[begin Extract]

If you vote for Nixon, you ought to go to hell.
– Harry Truman, while campaigning on behalf of John F Kennedy in 1960
The good old days... we didn't realise how good we had it. It is a curious fact of human nature that most people seem to instinctively recall years long past with undue warmth and disproportionate nostalgia. We may remember the few long, lazy summer days in our teenage years with fondness, but forget the isolation and depression which made those years all but unbearable.
The story of the USA, as told by many historians, is fraught with selective memory. The glory days of the American Revolution, the creation of the US Constitution, the Louisiana Purchase and the concept of manifest destiny are warmly recalled, but the less attractive bits are forgotten. Modern US pundits and columnists who decry the current cut-throat nature of politics and invoke an unspecified day of civility and honesty in politicians would do well to closely examine the nature of past elections. The practice of making unfounded personal accusations against a political opponent is as old and time-honoured as the American Republic.
Early US Newspapers
Elections, my dear sir... I look at with terror.
– Thomas Jefferson, in a letter to John Adams
Early on, the US was as politically divided as it ever has been. There were two camps, which had diametrically opposed beliefs regarding the country's future. The two parties, known as the Republicans and the Federalists, both felt that the stakes were too high to allow the other side to win critical elections. With that mindset, an anything-to-win mentality was an easy jump. In that period, the best way to reach the people was through the press. Newspapers were widely read, which is not surprising, because they were highly entertaining (and still are, if you take the time to look through the old ones). Unlike modern newspapers, they did not have much actual news but focused on opinions, rants and analysis. Most were highly partisan, and they spared no effort in attacking and attempting to destroy their political opponents. Dripping with vitriol and colourful accusations, the editors tended to favour the technique of throwing everything negative they could think of at an enemy, to see what would stick.
Some of the earliest partisan newspapers were little more than acts of ventriloquism by the political titans of the day. Alexander Hamilton, a leader of the Federalists, encouraged his friend John Fenno to create a newspaper called The Gazette of the United States and even helped to fund it. In response, Secretary of State Thomas Jefferson put a poet named Philip Freneau on the payroll of the State Department, which allowed him the time and necessary funds to start a Republican opposition newspaper, called, confusingly the National Gazette. Through these two papers, Hamilton and Jefferson (whether directly, indirectly or behind pseudonyms) exchanged accusations of corruption, anarchism, monarchism, aristocracy and amoralism. Freneau even dared to attack President George Washington, which quite simply was not done.
After the National Gazette folded due to financial problems, the main vehicle for Republican propaganda became The Aurora, led by Benjamin Franklin Bache (grandson of the Pennsylvania statesman and scientist) and William Duane. Another important partisan newspaperman was Federalist Noah Webster of The Minerva. Webster would later go on to write a politically neutral book, which he called the Dictionary.

[end Extract]
[begin Entries shown]

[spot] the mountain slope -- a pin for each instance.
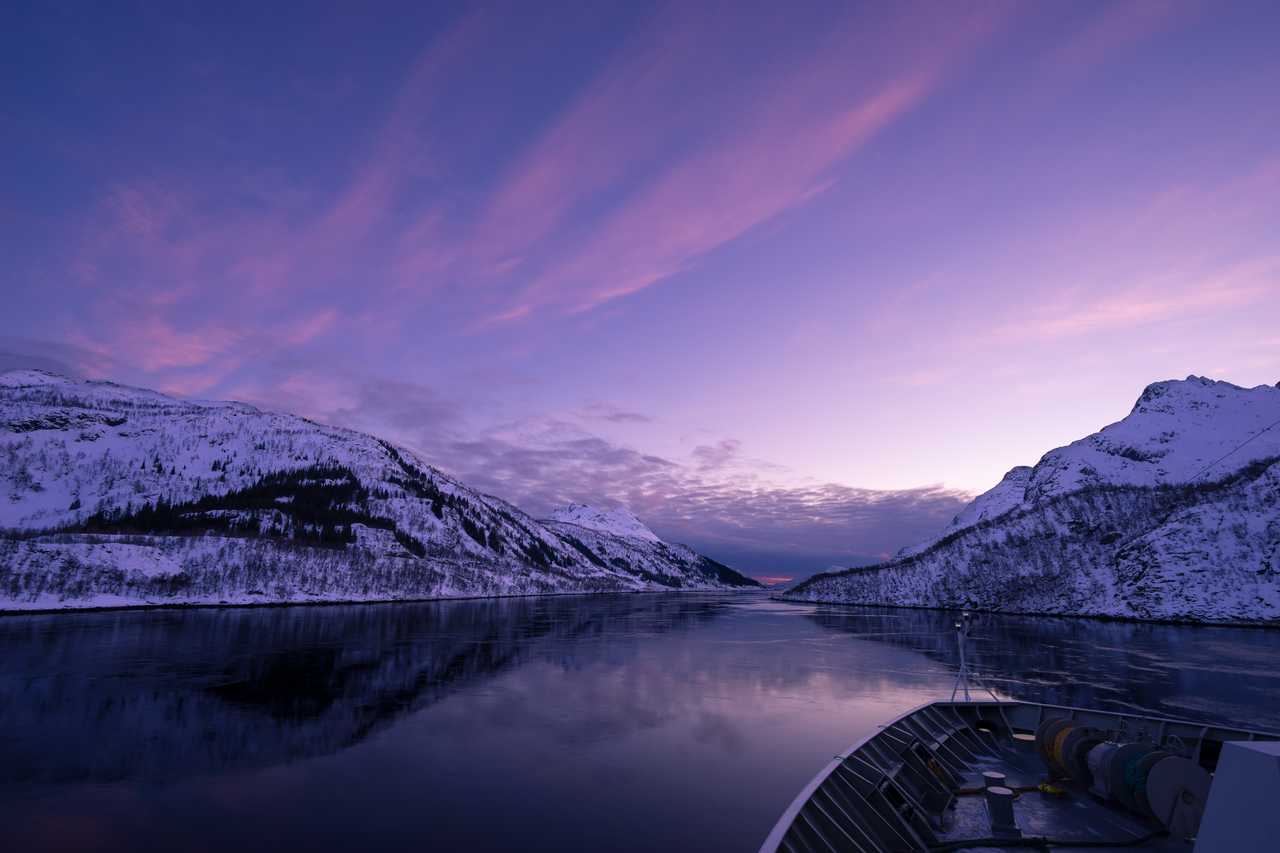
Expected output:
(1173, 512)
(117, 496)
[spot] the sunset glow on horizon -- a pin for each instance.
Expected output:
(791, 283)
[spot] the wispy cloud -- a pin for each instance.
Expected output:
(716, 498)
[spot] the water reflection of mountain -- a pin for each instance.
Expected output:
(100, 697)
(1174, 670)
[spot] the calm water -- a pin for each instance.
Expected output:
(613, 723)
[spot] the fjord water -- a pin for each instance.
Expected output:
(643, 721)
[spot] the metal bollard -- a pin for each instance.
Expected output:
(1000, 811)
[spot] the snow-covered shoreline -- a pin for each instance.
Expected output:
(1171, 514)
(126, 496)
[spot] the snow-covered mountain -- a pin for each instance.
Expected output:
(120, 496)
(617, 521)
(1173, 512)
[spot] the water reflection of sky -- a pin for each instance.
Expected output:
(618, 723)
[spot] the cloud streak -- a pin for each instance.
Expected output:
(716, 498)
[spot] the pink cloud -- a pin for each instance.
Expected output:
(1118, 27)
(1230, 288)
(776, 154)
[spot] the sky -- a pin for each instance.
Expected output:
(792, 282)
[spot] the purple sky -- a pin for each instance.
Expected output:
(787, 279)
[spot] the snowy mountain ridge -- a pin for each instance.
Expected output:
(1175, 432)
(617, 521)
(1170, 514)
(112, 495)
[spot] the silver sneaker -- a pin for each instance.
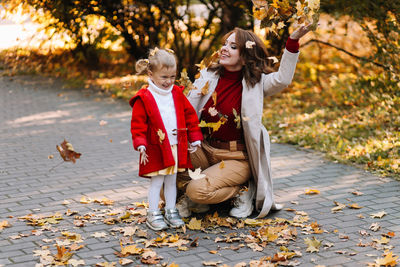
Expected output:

[end Entries shown]

Tasks to carry out:
a) Decide whether each statement agrees with the text about early US newspapers, answering yes or no and quoting the words that settle it: (i) Thomas Jefferson put Philip Freneau on the State Department payroll; (ii) Alexander Hamilton encouraged the creation of the National Gazette; (iii) early US newspapers mostly carried actual news.
b) Quote the text about early US newspapers, starting at "The story of" and ending at "at with terror.".
Rely only on the text about early US newspapers.

Answers by task:
a)
(i) Yes: "Secretary of State Thomas Jefferson put a poet named Philip Freneau on the payroll of the State Department"
(ii) No: "Alexander Hamilton, a leader of the Federalists, encouraged his friend John Fenno to create a newspaper called The Gazette of the United States"
(iii) No: "Unlike modern newspapers, they did not have much actual news but focused on opinions, rants and analysis."

b)
The story of the USA, as told by many historians, is fraught with selective memory. The glory days of the American Revolution, the creation of the US Constitution, the Louisiana Purchase and the concept of manifest destiny are warmly recalled, but the less attractive bits are forgotten. Modern US pundits and columnists who decry the current cut-throat nature of politics and invoke an unspecified day of civility and honesty in politicians would do well to closely examine the nature of past elections. The practice of making unfounded personal accusations against a political opponent is as old and time-honoured as the American Republic.
Early US Newspapers
Elections, my dear sir... I look at with terror.